STATED PROBLEM 1:
In the letter from the Association of African American Students below, list every location on campus that its closing question names as a place where bias incidents might return.
— START OF EXTRACT TO READ —
We, The Association of African American Students (AAAS), write this letter to the DePauw Community to present the decision of the President’s Cabinet surrounding the Day of Dialogue. As you are aware, last semester several communities within our DePauw family were under attack. Hate speech and acts impacted our campus, our abilities to learn, engage, and to just ‘be students.’ We, along with allied organizations, demanded support through action from the University. An outcome was a verbal commitment from President McCoy that the Day of Dialogue would be mandatory. This was not punitive. It was a way to signal that we all needed to engage in clear and critical conversation about marginalization, about diversity, and to strategize ways to create tangible inclusion on our campus.

This Monday, Sept. 24, a member of the President’s Cabinet informed our organization that the President’s verbal statement, his “promise” was no longer valid; the Day would be optional--save for first-year students who want to opt-in to the Gold Commitment. The rationale for this decision: fear of backlash from students opposed to anti-bias training and education on marginalized communities; concern that they could not create accountability mechanism in time.  

The decision made by the President and his Cabinet affirms the racially-motivated events of last semester and previous years. It maintains the structures of exclusion and allows those students, faculty, administrators and staff who adhere to biased narratives to remain comfortable. It maintains the abusive and subversive culture of white supremacy that while seemingly non-existent thrives in the DePauw community. This decision communicates that the institution will continue to protect whiteness, patriarchy, and identities of privilege at the expense of people of color and folks of all marginalized identities in the DePauw community. The President and his Cabinet’s rationale of “backlash” actually affirms and supports those who engage in symbolic and physical violence against marginalized communities.

Further, as the President reframed our demands as student concerns in his letter to the DPU community, he undermined the explicit directives aimed at improving student experiences at DePauw. From this, we can only conclude that the institution--through this and other decisions--has failed students on the margins, those with privilege and power, and those who aim for complicity in social activism through their active attempts unlearn oppressive habits. The President’s Cabinet through this decision told our campus the Day of Dialogue is not important, that they can be complacent in the destruction and neglect of people of color, that they can ignore their biases and continue business as usual.

Students demanded the Day of Dialogue. It was created to center racism, including its a/effects on DePauw’s campus climate, its students, and the disproportionate burden placed on Black and Brown people. Over the years, it expanded to include other marginalized identities. The decision to continue making the day optional through fear and an inability to hold its camps accountable disrespects these efforts and confirms that President McCoy and his cabinet will continue to make decisions that promotes this mirage of a diverse and inclusive learning and living experience at DePauw.

The mission of the Association of African American Students is to educate by providing space, access to resources, and creating diverse programming that centers Blackness and challenges social exclusion and oppression. Through our education and our community action, we seek to empower those in our community to explore, understand, and appreciate Blackness and/at its intersections. To ensure we achieve these aims and to protect our communities, we will execute strategic responses to end discriminatory acts against all Black people. PERIOD. Our mission aligned with our actions will continue to meet the needs and desires of our Black community. While in collaboration with allied student organizations, we will remain committed to uplifting and protecting the experiences of students of color and those of all marginalized identities in the DePauw community.

On the Day of Dialogue we leave you with this: If the President’s cabinet cannot listen, strategize, and act effectively to the concerns of people of color and folks of other marginalized identities when we peacefully demonstrate, what will they do when bias incidents return to our campus halls, or dining facilities, our hallways or classrooms?

Based upon their responses to the previous racial incidents, we are left with no confidence that this administration holds the competence or desire to make DePauw University a more inclusive university.
— END OF EXTRACT TO READ —
— START OF RECORDED DATA —
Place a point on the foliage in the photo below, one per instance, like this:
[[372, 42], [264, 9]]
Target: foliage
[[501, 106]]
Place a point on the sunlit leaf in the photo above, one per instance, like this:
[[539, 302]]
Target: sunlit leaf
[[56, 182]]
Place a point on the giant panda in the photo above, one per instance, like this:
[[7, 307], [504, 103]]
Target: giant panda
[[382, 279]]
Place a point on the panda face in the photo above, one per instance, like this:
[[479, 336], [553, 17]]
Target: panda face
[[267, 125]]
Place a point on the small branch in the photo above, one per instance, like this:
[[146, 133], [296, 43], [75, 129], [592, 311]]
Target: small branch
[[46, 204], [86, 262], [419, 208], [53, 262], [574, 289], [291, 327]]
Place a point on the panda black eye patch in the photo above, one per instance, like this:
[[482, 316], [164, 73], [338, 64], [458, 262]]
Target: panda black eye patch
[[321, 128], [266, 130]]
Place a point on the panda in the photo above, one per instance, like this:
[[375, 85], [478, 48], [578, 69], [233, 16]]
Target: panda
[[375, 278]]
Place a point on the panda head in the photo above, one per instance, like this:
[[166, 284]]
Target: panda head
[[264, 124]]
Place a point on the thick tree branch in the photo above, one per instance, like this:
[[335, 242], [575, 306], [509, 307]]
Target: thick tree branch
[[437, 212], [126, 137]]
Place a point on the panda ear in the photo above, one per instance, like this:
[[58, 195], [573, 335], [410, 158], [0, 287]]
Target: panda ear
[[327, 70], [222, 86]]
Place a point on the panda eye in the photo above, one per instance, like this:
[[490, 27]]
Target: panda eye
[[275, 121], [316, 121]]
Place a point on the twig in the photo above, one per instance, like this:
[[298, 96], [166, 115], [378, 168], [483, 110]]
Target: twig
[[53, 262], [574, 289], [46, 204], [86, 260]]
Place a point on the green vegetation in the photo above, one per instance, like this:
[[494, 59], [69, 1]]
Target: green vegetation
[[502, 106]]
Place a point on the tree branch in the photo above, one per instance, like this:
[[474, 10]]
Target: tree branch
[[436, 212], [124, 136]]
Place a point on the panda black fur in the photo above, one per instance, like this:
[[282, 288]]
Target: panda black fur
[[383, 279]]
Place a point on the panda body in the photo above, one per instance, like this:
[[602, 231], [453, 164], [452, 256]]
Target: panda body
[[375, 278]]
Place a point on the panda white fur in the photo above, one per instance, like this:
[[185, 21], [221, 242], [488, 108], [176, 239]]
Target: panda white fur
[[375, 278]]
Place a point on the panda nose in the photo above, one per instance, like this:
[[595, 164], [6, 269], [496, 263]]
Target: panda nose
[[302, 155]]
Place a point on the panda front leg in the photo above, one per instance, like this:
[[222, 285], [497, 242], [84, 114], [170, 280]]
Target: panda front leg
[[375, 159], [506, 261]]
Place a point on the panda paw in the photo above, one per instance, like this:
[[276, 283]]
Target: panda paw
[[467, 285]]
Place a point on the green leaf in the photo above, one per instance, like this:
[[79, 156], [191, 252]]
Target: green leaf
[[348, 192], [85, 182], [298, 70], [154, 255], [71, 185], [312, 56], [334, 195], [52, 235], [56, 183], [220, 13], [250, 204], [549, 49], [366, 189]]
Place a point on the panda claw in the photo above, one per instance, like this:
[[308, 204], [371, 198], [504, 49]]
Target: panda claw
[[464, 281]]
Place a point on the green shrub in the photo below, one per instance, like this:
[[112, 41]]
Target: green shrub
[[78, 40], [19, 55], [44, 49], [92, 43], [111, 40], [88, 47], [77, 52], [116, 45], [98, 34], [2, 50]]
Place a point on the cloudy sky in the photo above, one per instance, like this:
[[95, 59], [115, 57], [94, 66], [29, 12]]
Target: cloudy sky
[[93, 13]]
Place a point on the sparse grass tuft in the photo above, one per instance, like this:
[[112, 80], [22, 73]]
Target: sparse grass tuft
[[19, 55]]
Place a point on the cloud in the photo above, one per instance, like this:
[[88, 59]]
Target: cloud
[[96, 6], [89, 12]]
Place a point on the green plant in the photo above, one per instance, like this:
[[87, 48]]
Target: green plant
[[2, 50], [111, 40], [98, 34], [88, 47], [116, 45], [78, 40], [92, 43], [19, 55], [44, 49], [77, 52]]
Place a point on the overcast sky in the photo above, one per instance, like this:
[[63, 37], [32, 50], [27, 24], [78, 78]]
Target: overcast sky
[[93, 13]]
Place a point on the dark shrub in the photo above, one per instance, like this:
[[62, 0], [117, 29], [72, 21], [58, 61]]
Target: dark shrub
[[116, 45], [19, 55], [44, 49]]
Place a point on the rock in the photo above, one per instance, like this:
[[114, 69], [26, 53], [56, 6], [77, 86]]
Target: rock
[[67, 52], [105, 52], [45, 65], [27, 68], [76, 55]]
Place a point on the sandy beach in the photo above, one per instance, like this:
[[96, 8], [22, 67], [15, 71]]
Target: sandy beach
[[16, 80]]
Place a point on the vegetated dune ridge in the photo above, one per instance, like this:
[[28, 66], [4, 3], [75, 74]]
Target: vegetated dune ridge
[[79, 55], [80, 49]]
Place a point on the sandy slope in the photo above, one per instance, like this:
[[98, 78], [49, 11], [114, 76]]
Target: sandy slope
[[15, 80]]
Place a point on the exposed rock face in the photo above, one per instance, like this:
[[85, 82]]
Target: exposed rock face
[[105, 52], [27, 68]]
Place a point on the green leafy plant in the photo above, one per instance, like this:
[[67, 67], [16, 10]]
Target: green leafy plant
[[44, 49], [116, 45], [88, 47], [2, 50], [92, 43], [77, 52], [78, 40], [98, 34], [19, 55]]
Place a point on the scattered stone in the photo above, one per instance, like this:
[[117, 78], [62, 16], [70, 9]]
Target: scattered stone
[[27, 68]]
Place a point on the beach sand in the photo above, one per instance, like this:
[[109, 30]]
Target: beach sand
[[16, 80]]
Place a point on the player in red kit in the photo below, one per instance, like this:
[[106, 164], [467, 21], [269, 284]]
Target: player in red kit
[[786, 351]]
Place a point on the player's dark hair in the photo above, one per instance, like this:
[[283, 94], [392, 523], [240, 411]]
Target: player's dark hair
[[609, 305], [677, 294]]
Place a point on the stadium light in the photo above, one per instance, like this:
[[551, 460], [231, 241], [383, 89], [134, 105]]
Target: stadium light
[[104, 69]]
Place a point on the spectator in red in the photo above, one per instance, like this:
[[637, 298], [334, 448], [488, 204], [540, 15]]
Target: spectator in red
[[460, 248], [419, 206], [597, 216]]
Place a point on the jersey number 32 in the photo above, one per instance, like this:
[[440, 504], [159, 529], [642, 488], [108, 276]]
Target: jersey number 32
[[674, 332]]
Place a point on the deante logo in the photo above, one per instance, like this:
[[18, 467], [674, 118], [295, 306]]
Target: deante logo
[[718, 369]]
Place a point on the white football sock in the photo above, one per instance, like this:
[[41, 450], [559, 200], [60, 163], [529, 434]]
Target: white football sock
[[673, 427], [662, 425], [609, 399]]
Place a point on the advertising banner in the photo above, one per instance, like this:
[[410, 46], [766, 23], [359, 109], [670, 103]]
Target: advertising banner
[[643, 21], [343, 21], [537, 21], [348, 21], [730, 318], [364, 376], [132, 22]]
— END OF RECORDED DATA —
STATED PROBLEM 2:
In the records, update the lines from the one containing "Place a point on the panda face" through the one containing "[[436, 212], [124, 136]]" by replacing "Place a point on" with "Mark a point on", leaving everything else as is.

SOLUTION 1:
campus halls
dining facilities
hallways
classrooms

SOLUTION 2:
Mark a point on the panda face in the photo above, one per instance, like this:
[[479, 336], [553, 17]]
Target: panda face
[[267, 125]]
Mark a point on the small branch in the photo above, one per instance, like this:
[[146, 133], [296, 43], [75, 129], [592, 311]]
Target: small branch
[[46, 204], [86, 262], [419, 208], [53, 262], [574, 289], [291, 327]]
Mark a point on the panda black eye patch in the photo above, one per instance, like this:
[[482, 316], [164, 73], [338, 64], [458, 262]]
Target: panda black eye patch
[[321, 128], [266, 130]]
Mark a point on the panda in the photo above, one per instance, like this:
[[375, 85], [478, 48], [578, 69], [233, 16]]
Target: panda
[[375, 278]]
Mark a point on the panda head in the photo above, one per instance, like this:
[[166, 284]]
Target: panda head
[[264, 124]]
Mark a point on the thick tree branch in the photo above, one per instance, like this:
[[335, 242], [575, 306], [509, 307]]
Target: thick tree branch
[[437, 212], [126, 137]]
Mark a point on the panda ear in the photo above, one per instance, like this:
[[58, 195], [573, 335], [410, 158], [0, 287]]
Target: panda ear
[[327, 70], [222, 86]]
Mark a point on the panda eye in the photo above, one per instance, like this:
[[490, 27]]
Target: panda eye
[[275, 121], [316, 121]]
Mark a point on the twig in the photo above, one per instance, like this:
[[298, 96], [166, 115], [378, 168], [483, 110]]
Target: twig
[[53, 262], [574, 289], [46, 204], [86, 260]]
Mark a point on the green vegetation in the photo above, one per instance, like this:
[[494, 59], [69, 1]]
Target: green vegetation
[[502, 106]]
Mark a point on the tree branch in the photo above, one per instance, like this:
[[474, 10]]
Target: tree branch
[[436, 212], [124, 136]]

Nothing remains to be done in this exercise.